Supplied information:
● ● ● ● ● ● ●

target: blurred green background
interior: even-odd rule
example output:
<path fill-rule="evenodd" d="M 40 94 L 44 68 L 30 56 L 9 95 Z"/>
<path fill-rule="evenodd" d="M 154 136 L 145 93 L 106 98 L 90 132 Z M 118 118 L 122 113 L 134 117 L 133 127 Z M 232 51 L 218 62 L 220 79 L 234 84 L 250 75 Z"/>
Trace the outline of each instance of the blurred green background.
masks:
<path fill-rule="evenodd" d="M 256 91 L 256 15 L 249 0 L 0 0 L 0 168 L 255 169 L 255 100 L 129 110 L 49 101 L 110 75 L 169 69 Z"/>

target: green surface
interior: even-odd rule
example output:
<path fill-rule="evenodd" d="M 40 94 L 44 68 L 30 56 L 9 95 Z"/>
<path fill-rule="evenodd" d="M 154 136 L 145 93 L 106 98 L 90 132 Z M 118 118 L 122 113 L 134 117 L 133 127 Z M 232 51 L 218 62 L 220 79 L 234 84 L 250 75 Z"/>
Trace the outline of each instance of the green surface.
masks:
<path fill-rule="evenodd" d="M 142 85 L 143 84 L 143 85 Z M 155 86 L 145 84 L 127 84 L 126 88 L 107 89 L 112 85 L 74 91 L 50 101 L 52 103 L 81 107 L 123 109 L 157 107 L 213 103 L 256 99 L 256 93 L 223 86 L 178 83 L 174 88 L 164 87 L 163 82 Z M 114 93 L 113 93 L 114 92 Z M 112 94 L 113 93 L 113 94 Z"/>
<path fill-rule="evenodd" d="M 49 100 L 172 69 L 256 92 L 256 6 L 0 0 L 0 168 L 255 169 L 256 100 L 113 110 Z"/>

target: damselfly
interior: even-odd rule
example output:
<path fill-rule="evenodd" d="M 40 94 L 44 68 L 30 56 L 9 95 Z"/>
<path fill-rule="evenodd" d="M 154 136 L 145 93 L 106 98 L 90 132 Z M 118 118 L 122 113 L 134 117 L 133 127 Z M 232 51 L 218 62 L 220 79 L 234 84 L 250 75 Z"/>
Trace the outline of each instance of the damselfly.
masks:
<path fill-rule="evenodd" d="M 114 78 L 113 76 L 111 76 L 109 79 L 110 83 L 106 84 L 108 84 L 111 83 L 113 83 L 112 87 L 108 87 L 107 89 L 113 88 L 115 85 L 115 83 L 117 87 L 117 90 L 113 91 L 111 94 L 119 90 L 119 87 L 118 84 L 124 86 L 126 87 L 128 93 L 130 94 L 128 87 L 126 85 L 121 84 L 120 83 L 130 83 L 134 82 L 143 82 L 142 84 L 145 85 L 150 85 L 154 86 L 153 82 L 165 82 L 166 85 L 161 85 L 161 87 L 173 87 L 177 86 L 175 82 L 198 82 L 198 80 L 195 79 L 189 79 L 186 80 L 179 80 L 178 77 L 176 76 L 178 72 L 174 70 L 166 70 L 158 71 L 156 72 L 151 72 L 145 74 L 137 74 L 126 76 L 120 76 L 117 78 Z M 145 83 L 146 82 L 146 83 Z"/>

● ● ● ● ● ● ●

Set exercise:
Rewrite the material from the line containing "target: green surface" through the end, changing "example output" to "sample output" and leaving everything else as it is.

Output of the task:
target: green surface
interior: even-odd rule
sample output:
<path fill-rule="evenodd" d="M 40 94 L 44 68 L 30 56 L 9 95 Z"/>
<path fill-rule="evenodd" d="M 154 136 L 145 93 L 106 98 L 90 132 Z M 118 118 L 122 113 L 134 117 L 133 127 Z M 232 51 L 218 62 L 220 79 L 234 84 L 250 75 Z"/>
Trace the outline of each instance of the green surface.
masks:
<path fill-rule="evenodd" d="M 142 85 L 143 84 L 143 85 Z M 155 86 L 145 84 L 127 84 L 126 88 L 107 89 L 112 85 L 74 91 L 50 101 L 52 103 L 81 107 L 123 109 L 157 107 L 213 103 L 256 99 L 256 93 L 223 86 L 178 83 L 174 88 L 164 87 L 163 82 Z M 114 93 L 113 93 L 114 92 Z M 112 94 L 113 93 L 113 94 Z"/>
<path fill-rule="evenodd" d="M 49 100 L 172 69 L 256 92 L 256 6 L 0 0 L 0 168 L 255 169 L 256 100 L 113 110 Z"/>

target: damselfly
interior: even-odd rule
sample output:
<path fill-rule="evenodd" d="M 40 94 L 44 68 L 30 56 L 9 95 Z"/>
<path fill-rule="evenodd" d="M 154 136 L 145 93 L 106 98 L 90 132 Z M 118 118 L 122 113 L 134 117 L 133 127 Z M 232 51 L 218 62 L 220 79 L 234 84 L 250 75 Z"/>
Trace the outline of each instance of the damselfly.
masks:
<path fill-rule="evenodd" d="M 114 78 L 113 76 L 111 76 L 109 79 L 110 83 L 106 84 L 108 84 L 111 83 L 113 83 L 112 87 L 108 87 L 107 89 L 113 88 L 115 85 L 115 83 L 117 87 L 117 90 L 113 91 L 111 94 L 119 90 L 119 87 L 118 84 L 124 86 L 126 87 L 128 93 L 130 94 L 128 87 L 126 85 L 121 84 L 120 83 L 130 83 L 134 82 L 143 82 L 142 84 L 145 85 L 150 85 L 154 86 L 153 82 L 165 82 L 166 85 L 161 85 L 161 87 L 173 87 L 177 86 L 175 82 L 198 82 L 198 80 L 195 79 L 189 79 L 186 80 L 179 80 L 178 77 L 176 76 L 178 72 L 174 70 L 166 70 L 158 71 L 156 72 L 151 72 L 145 74 L 137 74 L 126 76 L 120 76 L 117 78 Z M 145 83 L 146 82 L 146 83 Z"/>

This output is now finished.